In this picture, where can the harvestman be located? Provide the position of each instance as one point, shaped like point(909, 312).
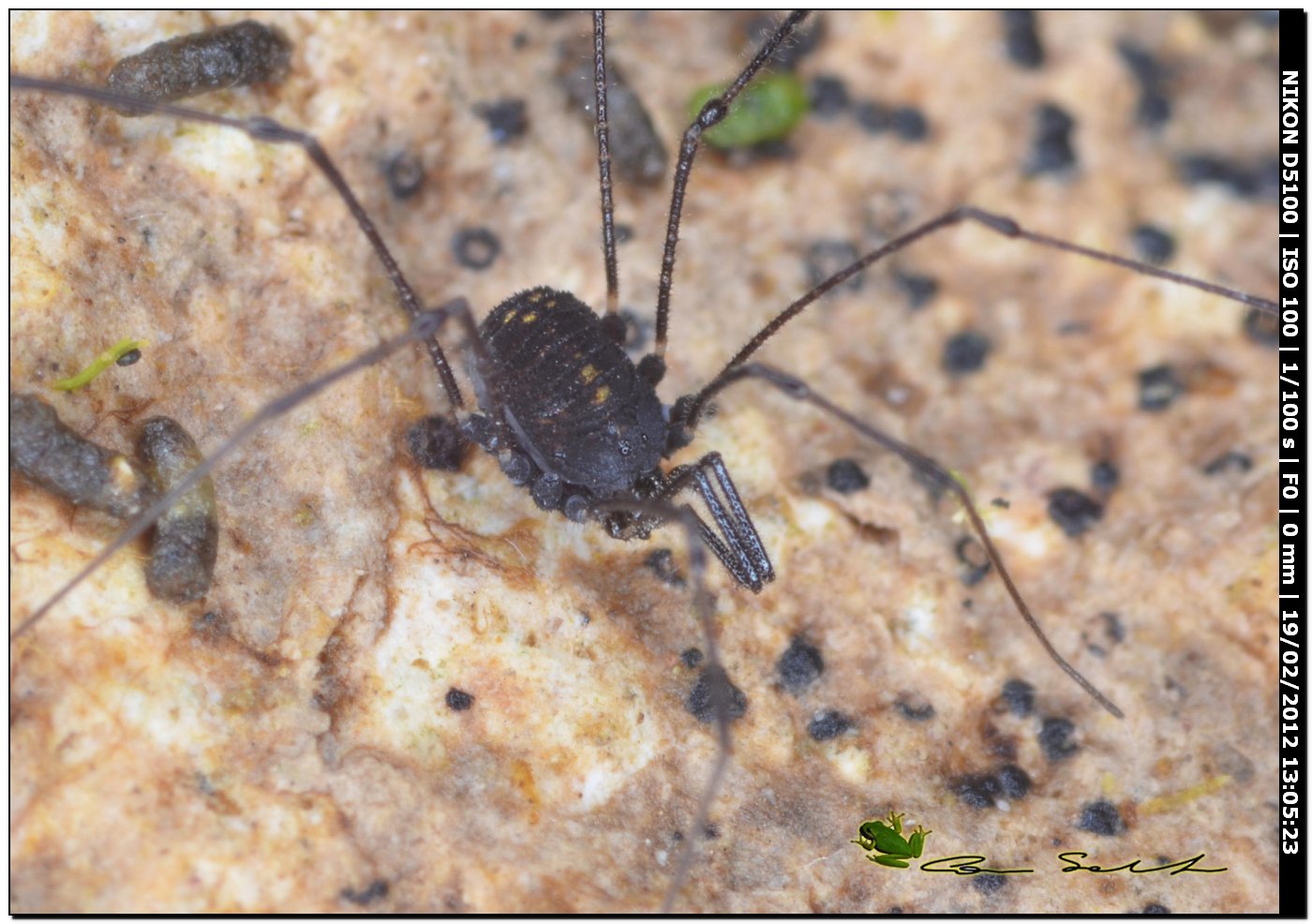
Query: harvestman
point(588, 444)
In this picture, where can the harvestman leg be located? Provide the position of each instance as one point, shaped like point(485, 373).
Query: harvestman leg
point(738, 544)
point(935, 472)
point(266, 130)
point(717, 678)
point(424, 324)
point(693, 407)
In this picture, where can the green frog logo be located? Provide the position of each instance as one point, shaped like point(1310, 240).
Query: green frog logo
point(887, 842)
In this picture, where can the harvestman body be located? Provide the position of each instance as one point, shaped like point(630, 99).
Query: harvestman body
point(580, 425)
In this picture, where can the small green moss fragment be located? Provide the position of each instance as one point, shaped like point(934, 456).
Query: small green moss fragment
point(98, 365)
point(769, 109)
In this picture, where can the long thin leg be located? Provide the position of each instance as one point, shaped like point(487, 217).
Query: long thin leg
point(268, 130)
point(738, 546)
point(717, 678)
point(937, 474)
point(712, 113)
point(993, 222)
point(425, 326)
point(607, 205)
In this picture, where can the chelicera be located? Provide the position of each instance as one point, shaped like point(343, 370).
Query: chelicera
point(592, 446)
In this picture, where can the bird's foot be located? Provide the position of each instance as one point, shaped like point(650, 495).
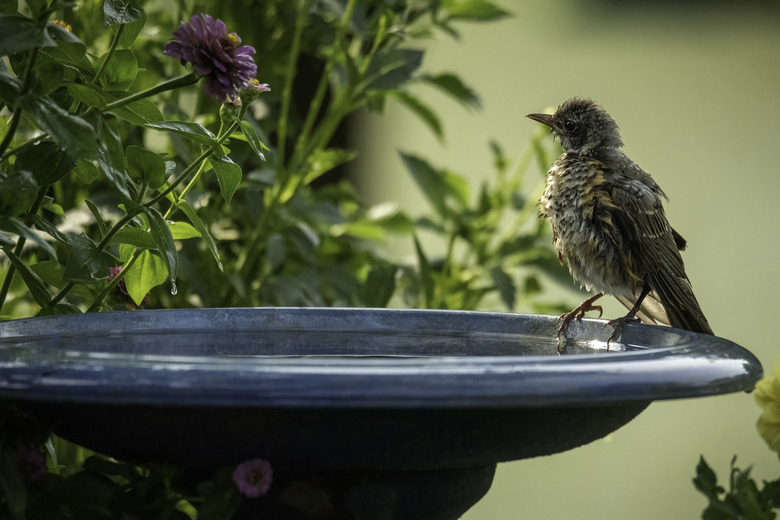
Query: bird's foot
point(618, 325)
point(579, 313)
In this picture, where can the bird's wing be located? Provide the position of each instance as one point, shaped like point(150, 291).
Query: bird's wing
point(653, 249)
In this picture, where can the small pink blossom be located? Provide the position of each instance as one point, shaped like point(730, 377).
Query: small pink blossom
point(253, 477)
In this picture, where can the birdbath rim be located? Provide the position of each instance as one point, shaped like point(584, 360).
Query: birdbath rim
point(290, 357)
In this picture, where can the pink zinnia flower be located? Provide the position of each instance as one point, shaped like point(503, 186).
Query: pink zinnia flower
point(253, 477)
point(216, 54)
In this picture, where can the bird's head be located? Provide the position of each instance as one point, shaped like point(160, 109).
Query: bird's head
point(582, 126)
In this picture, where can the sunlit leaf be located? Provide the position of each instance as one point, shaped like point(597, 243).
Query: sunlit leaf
point(192, 131)
point(165, 244)
point(121, 70)
point(505, 285)
point(18, 34)
point(120, 12)
point(47, 161)
point(147, 272)
point(228, 175)
point(33, 282)
point(71, 132)
point(85, 263)
point(205, 234)
point(18, 191)
point(145, 167)
point(474, 10)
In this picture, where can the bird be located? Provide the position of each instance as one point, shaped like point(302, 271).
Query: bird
point(609, 225)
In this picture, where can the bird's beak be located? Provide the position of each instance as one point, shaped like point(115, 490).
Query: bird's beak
point(545, 119)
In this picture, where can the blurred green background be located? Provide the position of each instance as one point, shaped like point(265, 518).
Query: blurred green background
point(694, 87)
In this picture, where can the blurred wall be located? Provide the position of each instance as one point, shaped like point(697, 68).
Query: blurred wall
point(695, 90)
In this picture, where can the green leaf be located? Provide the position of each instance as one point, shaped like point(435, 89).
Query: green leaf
point(131, 31)
point(36, 286)
point(251, 137)
point(139, 112)
point(47, 161)
point(276, 251)
point(505, 285)
point(47, 76)
point(380, 285)
point(422, 111)
point(147, 272)
point(183, 231)
point(71, 132)
point(98, 218)
point(14, 225)
point(72, 55)
point(474, 10)
point(324, 161)
point(165, 244)
point(120, 12)
point(86, 171)
point(111, 156)
point(18, 191)
point(192, 131)
point(18, 34)
point(211, 244)
point(86, 265)
point(426, 274)
point(391, 68)
point(228, 175)
point(89, 94)
point(145, 167)
point(50, 229)
point(121, 70)
point(135, 237)
point(12, 484)
point(452, 85)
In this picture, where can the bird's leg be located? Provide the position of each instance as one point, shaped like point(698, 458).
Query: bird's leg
point(579, 313)
point(620, 323)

*REQUIREMENT*
Could you switch "frog" to "toad" in the records above and give the lines back with nothing else changed? Begin at the very start of the records, stop after the line that has "point(607, 205)", and leave the pictures out of your answer.

*SOLUTION*
In this picture, where can the harvestman be located? Provide the position of each instance as one point, shaped like point(909, 312).
Query: harvestman
point(588, 444)
In this picture, where can the harvestman leg be located? Provide the position of each instance as one point, shaped like point(485, 373).
Query: harvestman leg
point(738, 544)
point(935, 472)
point(266, 130)
point(717, 678)
point(424, 324)
point(693, 407)
In this picture, where can the green toad logo be located? Provide the position of each instance as one point, shaped like point(1310, 240).
Query: green toad logo
point(887, 842)
In this picture, where can the harvestman body be located? Provide the position of each instance as one point, shaped like point(630, 99).
Query: harvestman body
point(580, 425)
In this picture, where can the small green moss fragment be located? Provide the position of each instance as one point, shaped like point(934, 456).
Query: small green moss fragment
point(98, 365)
point(769, 109)
In this picture, where can the long thin leg be located? Provide the position of each instance as one point, shaped like point(487, 217).
Query: long thin leg
point(268, 130)
point(738, 546)
point(717, 678)
point(937, 474)
point(712, 113)
point(993, 222)
point(425, 326)
point(607, 205)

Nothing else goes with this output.